Start

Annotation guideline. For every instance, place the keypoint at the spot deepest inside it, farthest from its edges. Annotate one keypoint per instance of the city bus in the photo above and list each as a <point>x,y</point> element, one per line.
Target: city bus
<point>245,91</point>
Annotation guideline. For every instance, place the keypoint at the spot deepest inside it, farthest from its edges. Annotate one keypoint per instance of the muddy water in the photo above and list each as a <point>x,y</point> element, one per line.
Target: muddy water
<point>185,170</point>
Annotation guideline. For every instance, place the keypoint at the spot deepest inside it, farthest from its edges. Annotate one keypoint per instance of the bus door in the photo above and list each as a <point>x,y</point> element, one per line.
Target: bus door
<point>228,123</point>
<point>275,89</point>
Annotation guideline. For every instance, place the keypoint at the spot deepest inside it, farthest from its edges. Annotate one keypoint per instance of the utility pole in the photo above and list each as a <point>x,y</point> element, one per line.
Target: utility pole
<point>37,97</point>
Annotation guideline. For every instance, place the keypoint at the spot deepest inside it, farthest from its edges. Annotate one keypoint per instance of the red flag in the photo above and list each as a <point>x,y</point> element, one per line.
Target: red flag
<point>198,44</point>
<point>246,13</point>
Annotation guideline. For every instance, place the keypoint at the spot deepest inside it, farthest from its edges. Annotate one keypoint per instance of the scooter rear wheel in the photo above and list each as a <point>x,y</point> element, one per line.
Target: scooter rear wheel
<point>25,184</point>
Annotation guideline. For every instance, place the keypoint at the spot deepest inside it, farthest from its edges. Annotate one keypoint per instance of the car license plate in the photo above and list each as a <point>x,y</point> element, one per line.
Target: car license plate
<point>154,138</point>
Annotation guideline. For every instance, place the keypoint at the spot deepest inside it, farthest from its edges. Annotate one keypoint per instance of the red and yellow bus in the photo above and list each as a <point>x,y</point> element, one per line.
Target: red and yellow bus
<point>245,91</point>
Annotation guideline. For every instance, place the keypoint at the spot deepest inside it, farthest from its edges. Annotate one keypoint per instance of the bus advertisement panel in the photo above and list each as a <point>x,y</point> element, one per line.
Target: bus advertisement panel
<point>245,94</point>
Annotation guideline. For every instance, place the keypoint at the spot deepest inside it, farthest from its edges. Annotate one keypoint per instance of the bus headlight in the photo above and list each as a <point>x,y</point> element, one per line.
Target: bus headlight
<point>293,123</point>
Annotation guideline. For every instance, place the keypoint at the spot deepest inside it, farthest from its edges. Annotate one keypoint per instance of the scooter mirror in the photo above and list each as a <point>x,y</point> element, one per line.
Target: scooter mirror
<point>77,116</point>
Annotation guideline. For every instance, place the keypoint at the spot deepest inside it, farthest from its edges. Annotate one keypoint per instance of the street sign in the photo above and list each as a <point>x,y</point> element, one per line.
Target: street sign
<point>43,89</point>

End

## Exercise description
Render all of the data above as a numbered list with one line per number, leaving out blank lines.

## Output of the task
1. Annotation guideline. For every instance, place the keypoint at the spot deepest inside it, farthest from its edges. Annotate one keypoint per instance of the city bus in the photo above and list each as a <point>x,y</point> element, one per line.
2. Target: city bus
3. <point>245,91</point>
4. Annotation guideline. For every instance, place the keypoint at the spot deepest inside it, farthest from its edges. Annotate one keypoint per instance of the muddy water in the photo above and list each as a <point>x,y</point> element, one per line.
5. Target: muddy water
6. <point>185,170</point>
7. Annotation guideline. For every instance, place the keypoint at the spot deepest inside it, farthest from its edges. Annotate one keypoint per instance of the bus door in the photo above and list each as a <point>x,y</point> element, one per line.
8. Target: bus door
9. <point>228,123</point>
10. <point>275,89</point>
11. Annotation guideline. For every instance, place the keypoint at the spot deepest inside it, farthest from its edges. Annotate one keypoint per instance of the utility pole in the photo above and list each as a <point>x,y</point> element, one per line.
12. Target: utility pole
13. <point>37,97</point>
14. Annotation guideline. For every instance, place the keypoint at the spot deepest inside it, farthest from its edges. Annotate one keypoint per instance of the red flag in the photo above and list each as a <point>x,y</point> element, one per line.
15. Target: red flag
16. <point>198,44</point>
17. <point>246,13</point>
18. Annotation guideline. For every instance, place the keypoint at the spot deepest inside it, farthest from its edges. Annotate one keypoint per instance of the scooter rear wheel in the photo above and list each as a <point>x,y</point> element, one per line.
19. Target: scooter rear wheel
20. <point>25,184</point>
21. Annotation guideline. For every instance, place the keypoint at the spot deepest inside it, farthest from its edges. Annotate one keypoint per instance of the car license plate in the photo above and list each as a <point>x,y</point> element, one per line.
22. Target: car license plate
23. <point>154,138</point>
24. Annotation guideline. For every instance, place the keypoint at the spot deepest inside it, farthest from its edges. Annotate one keypoint per instance of the red and yellow bus in the photo above and list each as a <point>x,y</point> element, one per line.
25. Target: red and yellow bus
26. <point>245,91</point>
27. Annotation guideline. For every instance, place the keypoint at the spot deepest inside it, farthest from its edges. Annotate one keypoint per instance of the bus advertisement panel in the photo above and list each as a <point>x,y</point> element, one per line.
28. Target: bus advertisement panel
29. <point>245,94</point>
30. Annotation guideline. For every instance, place the keypoint at the spot deepest inside it, farthest from its edges. Annotate one keypoint per instance of the bus headlight in the photo above and list each as a <point>x,y</point> element, one per line.
31. Target: bus headlight
32. <point>293,123</point>
33. Annotation guideline. For every instance, place the keypoint at the spot deepest inside it, farthest from its edges. Annotate one keypoint per instance of the scooter mirror in the photo above and list each as a <point>x,y</point> element, one per line.
34. Target: scooter mirror
35. <point>77,116</point>
36. Annotation guideline. For every instance, place the keypoint at the spot deepest inside it, farthest from its edges. Annotate one keypoint per instance of the street sign in the photo above and list each as a <point>x,y</point> element, one per line.
37. Target: street sign
38. <point>43,89</point>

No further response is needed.